Problem to work on
Please find the lines in the entries below that contain the word "horse", and copy each one.

__________________________________________________

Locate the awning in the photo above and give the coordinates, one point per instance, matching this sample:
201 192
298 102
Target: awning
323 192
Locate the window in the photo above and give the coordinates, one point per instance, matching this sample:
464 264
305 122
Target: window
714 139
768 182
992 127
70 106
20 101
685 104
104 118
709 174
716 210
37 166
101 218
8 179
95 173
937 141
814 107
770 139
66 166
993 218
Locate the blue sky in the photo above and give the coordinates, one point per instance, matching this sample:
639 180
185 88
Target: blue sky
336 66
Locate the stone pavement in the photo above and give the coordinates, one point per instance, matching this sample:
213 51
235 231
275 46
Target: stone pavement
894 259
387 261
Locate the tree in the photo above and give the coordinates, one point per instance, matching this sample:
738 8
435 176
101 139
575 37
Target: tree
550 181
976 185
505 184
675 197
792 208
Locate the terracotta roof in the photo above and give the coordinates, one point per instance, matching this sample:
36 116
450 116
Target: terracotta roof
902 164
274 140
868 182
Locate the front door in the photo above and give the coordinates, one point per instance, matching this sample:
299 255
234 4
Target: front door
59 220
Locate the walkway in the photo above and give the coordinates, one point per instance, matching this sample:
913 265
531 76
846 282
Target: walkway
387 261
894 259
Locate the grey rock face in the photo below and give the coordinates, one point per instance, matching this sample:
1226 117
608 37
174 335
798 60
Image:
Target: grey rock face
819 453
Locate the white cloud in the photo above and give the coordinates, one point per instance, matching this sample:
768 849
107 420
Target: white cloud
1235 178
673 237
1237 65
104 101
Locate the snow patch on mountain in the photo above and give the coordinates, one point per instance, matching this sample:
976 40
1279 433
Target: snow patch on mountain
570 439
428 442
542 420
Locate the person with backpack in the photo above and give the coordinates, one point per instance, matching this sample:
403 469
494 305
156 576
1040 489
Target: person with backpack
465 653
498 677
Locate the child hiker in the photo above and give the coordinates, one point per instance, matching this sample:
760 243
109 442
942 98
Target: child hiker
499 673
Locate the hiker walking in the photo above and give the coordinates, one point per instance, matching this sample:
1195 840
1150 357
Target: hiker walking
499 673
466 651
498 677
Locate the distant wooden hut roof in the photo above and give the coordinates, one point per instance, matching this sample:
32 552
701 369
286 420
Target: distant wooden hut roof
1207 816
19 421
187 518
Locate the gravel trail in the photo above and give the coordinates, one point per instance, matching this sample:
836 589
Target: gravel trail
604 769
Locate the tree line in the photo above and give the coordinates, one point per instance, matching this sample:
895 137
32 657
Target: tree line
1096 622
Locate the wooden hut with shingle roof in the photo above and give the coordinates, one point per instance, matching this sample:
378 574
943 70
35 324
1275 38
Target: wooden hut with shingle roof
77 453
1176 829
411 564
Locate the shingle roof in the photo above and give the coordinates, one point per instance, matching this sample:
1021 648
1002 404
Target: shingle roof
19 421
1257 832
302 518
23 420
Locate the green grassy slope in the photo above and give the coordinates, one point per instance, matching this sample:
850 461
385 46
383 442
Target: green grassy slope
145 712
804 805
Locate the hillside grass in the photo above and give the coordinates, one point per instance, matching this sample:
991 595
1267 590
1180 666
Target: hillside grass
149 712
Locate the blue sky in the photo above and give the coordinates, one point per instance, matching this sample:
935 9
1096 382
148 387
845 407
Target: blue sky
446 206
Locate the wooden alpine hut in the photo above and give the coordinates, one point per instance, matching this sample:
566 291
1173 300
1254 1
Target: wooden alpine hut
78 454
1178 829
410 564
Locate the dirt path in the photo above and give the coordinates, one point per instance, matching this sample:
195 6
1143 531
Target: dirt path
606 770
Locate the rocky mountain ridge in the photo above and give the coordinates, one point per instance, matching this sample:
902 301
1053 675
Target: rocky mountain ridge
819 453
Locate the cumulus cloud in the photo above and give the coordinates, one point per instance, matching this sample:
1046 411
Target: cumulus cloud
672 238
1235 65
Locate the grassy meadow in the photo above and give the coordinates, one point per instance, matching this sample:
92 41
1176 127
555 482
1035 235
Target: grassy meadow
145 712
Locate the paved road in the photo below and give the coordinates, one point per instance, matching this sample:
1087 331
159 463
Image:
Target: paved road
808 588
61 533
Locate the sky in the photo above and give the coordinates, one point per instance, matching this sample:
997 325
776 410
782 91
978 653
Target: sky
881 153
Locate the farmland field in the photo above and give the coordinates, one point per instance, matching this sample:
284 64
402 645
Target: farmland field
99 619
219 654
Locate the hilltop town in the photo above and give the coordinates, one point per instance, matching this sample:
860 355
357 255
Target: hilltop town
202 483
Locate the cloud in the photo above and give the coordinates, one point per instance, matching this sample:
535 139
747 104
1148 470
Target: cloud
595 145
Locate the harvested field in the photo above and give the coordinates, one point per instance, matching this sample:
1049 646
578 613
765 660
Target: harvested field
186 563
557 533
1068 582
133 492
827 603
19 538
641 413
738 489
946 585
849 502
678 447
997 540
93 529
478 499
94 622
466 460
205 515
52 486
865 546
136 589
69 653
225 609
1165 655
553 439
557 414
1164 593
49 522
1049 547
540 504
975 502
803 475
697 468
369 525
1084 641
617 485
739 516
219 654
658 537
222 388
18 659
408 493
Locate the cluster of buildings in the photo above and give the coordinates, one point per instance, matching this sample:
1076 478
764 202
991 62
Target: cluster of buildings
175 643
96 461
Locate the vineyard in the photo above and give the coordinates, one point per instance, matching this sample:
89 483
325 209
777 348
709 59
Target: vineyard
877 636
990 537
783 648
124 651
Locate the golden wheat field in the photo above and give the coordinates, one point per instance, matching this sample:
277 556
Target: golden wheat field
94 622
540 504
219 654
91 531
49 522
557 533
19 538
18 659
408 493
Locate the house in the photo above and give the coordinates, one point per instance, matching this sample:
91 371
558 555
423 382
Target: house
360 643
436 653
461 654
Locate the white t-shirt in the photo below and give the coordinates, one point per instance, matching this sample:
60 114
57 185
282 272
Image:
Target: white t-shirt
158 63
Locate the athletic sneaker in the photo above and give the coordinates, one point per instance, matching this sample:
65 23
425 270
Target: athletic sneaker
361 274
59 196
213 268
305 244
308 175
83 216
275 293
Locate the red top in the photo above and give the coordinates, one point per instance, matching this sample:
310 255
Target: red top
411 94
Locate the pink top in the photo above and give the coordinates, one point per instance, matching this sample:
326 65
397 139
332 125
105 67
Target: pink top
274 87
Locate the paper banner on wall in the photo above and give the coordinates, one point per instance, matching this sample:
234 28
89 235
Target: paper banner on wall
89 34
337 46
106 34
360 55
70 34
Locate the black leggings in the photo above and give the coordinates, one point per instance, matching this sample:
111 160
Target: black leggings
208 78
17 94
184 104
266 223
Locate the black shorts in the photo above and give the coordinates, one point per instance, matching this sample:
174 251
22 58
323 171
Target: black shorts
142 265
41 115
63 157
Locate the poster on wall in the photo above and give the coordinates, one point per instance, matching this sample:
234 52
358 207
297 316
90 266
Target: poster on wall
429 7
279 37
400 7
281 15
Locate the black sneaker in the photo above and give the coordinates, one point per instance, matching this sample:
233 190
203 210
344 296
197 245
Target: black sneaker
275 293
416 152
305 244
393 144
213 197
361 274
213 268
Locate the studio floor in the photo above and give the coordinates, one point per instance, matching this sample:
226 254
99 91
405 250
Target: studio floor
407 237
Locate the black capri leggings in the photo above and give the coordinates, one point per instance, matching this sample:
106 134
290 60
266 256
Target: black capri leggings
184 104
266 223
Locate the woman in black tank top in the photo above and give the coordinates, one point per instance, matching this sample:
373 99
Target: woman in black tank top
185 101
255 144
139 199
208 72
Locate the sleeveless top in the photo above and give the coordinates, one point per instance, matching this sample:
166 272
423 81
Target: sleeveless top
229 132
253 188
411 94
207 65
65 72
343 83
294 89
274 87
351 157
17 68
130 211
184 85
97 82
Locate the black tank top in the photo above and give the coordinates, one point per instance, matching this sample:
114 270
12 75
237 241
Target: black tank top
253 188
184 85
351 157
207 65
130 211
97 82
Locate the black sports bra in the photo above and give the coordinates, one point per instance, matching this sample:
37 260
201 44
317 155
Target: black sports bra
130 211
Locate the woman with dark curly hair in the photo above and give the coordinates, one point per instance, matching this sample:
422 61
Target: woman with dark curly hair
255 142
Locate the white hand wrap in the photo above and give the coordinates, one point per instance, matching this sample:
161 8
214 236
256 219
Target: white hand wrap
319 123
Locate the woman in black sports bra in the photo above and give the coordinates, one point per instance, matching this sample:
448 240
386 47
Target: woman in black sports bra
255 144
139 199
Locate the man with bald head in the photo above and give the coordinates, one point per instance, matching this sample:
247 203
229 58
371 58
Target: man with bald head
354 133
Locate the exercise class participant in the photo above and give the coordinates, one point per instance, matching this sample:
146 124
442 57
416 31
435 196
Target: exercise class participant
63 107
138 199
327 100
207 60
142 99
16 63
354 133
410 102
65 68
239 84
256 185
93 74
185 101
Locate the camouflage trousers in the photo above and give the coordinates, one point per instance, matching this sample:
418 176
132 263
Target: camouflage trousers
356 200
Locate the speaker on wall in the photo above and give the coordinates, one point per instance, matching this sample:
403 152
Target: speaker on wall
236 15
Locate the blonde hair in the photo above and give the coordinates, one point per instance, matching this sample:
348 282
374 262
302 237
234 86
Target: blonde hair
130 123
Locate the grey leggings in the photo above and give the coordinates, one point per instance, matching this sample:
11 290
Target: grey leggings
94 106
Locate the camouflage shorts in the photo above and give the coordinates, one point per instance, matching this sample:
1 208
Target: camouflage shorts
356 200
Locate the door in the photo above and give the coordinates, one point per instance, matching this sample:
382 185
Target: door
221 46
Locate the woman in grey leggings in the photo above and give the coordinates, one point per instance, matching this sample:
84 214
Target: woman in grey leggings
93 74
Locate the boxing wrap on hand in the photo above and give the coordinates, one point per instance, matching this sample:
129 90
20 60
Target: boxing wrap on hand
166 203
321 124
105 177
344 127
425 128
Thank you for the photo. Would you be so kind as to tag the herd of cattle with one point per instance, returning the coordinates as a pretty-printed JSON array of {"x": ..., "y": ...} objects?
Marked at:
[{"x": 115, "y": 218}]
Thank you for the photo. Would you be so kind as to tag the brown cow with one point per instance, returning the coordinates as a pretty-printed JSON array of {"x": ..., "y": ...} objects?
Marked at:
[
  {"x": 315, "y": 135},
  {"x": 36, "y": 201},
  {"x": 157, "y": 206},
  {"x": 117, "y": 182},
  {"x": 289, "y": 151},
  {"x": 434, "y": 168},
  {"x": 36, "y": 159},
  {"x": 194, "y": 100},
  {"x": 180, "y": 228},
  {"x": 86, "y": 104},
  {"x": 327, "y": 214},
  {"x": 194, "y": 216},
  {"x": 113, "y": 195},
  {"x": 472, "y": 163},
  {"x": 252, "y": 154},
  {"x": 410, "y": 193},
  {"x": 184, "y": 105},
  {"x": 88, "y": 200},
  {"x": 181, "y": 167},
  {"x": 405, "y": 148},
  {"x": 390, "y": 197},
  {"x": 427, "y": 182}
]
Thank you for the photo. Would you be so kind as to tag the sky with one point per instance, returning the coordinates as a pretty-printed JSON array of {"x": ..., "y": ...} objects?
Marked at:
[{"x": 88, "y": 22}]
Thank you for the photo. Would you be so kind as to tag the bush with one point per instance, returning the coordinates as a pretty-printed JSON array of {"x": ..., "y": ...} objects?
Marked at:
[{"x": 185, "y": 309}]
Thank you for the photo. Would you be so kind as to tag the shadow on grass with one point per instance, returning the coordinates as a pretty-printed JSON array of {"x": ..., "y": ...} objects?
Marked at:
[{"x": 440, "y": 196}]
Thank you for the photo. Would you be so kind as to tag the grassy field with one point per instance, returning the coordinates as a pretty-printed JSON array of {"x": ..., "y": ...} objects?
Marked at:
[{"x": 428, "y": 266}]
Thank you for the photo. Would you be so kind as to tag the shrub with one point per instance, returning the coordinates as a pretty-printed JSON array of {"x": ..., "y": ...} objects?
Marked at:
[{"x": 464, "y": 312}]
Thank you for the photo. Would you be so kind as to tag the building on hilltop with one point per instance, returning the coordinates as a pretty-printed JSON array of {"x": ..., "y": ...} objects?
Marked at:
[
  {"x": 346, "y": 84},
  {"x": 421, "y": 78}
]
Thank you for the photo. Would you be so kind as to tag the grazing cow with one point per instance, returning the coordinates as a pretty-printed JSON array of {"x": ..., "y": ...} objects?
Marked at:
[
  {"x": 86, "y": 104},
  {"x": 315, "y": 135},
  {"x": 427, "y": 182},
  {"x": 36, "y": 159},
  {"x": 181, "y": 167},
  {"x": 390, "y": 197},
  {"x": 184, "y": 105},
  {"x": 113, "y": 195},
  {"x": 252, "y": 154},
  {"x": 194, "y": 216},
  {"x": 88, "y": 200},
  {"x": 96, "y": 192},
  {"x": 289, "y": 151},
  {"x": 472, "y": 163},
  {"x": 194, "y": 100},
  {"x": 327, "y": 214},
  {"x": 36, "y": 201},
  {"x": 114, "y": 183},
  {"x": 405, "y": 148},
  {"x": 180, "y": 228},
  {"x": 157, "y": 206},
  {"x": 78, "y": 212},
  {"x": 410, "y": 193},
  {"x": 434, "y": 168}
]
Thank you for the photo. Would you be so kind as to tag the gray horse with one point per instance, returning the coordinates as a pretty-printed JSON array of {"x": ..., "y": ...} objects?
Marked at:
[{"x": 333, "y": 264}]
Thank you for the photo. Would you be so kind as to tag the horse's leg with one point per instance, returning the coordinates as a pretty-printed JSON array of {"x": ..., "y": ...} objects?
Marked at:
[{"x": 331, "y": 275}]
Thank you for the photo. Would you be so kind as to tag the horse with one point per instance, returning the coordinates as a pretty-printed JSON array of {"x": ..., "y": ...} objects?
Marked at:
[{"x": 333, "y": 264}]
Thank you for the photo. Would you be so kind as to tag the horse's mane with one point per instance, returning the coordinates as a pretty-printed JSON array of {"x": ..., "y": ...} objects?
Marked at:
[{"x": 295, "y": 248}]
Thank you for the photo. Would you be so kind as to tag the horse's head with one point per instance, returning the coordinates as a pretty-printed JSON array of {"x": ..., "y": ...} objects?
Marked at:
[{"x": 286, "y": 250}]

__________________________________________________

Task output
Thank you for the photo. Would you be so kind as to tag the gray horse with one point per instance, returning the coordinates as a pretty-printed JSON array of {"x": ..., "y": ...} objects?
Thank you for the photo. Would you be so kind as to tag the horse's leg with one point per instance, returning the coordinates as a pretty-printed JSON array of {"x": ..., "y": ...} objects?
Thank you for the photo. Would you be so kind as to tag the horse with one point per instance, returning the coordinates as a pretty-printed JSON array of {"x": ..., "y": ...} objects?
Thank you for the photo. Would you be so kind as to tag the horse's mane with one point per instance, returning the coordinates as a pretty-printed JSON array of {"x": ..., "y": ...} objects?
Thank you for the photo. Would you be so kind as to tag the horse's head with one point per instance, returning the coordinates as a pretty-printed JSON array of {"x": ..., "y": ...} objects?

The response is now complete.